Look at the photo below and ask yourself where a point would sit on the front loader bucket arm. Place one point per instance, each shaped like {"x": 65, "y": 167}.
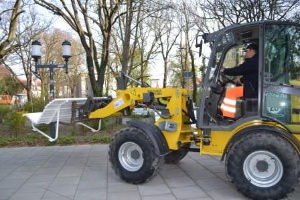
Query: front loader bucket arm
{"x": 122, "y": 101}
{"x": 130, "y": 98}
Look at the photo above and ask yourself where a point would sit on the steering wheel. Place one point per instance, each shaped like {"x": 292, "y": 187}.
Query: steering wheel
{"x": 223, "y": 79}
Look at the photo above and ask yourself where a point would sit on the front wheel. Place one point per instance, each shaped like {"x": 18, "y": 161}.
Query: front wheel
{"x": 133, "y": 157}
{"x": 263, "y": 165}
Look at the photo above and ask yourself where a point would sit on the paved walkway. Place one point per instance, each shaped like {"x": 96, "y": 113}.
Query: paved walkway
{"x": 83, "y": 173}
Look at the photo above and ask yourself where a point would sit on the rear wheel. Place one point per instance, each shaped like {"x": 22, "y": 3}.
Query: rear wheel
{"x": 133, "y": 157}
{"x": 263, "y": 165}
{"x": 175, "y": 156}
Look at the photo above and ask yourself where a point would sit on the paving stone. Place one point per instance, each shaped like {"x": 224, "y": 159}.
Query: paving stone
{"x": 190, "y": 192}
{"x": 6, "y": 193}
{"x": 84, "y": 172}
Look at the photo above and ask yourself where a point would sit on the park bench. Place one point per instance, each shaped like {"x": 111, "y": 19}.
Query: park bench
{"x": 62, "y": 110}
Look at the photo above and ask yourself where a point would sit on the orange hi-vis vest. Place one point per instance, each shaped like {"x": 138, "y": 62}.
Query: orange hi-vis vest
{"x": 228, "y": 106}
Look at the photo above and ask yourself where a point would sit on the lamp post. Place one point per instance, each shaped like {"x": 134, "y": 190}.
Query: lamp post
{"x": 36, "y": 55}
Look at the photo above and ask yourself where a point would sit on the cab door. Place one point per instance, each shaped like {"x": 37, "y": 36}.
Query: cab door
{"x": 281, "y": 80}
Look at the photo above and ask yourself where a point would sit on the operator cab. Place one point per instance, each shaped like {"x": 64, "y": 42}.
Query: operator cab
{"x": 279, "y": 74}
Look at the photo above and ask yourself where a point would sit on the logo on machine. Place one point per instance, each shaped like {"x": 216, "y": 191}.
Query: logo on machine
{"x": 156, "y": 92}
{"x": 118, "y": 103}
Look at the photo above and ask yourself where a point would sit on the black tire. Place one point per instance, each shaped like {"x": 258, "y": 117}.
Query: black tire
{"x": 132, "y": 155}
{"x": 175, "y": 156}
{"x": 263, "y": 165}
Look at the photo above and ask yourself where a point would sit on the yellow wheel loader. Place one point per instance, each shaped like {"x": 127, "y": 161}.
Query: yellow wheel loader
{"x": 260, "y": 146}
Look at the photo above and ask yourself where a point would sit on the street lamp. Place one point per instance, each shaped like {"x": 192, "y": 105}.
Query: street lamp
{"x": 36, "y": 55}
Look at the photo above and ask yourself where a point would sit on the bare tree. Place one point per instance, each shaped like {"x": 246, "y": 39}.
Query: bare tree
{"x": 80, "y": 15}
{"x": 26, "y": 27}
{"x": 167, "y": 32}
{"x": 9, "y": 22}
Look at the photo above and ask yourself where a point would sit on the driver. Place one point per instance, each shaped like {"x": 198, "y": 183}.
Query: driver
{"x": 249, "y": 70}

===

Output the line containing "on the yellow" and all lines after it to the end of the records, exactly as given.

## [WORKED ANSWER]
Look at the photo above and ask yourself where a point would sit on the yellow wheel loader. Place one point per instance, each shaped like {"x": 127, "y": 161}.
Query: yellow wheel loader
{"x": 260, "y": 146}
Look at the photo above and ask yourself where a point would sit on the street lamp. Place one point per instance, each shaped like {"x": 192, "y": 105}.
Query: street lamp
{"x": 36, "y": 55}
Look at the photo above and ask yourself where a point would sit on the bare tree. Place one point per instance, each shaped like {"x": 246, "y": 39}.
Query: bare tree
{"x": 80, "y": 15}
{"x": 26, "y": 27}
{"x": 167, "y": 32}
{"x": 9, "y": 22}
Look at the photo above and ask yourself where a point would sit on the driver. Place one point per instance, each shaped like {"x": 198, "y": 183}.
Query: driver
{"x": 249, "y": 70}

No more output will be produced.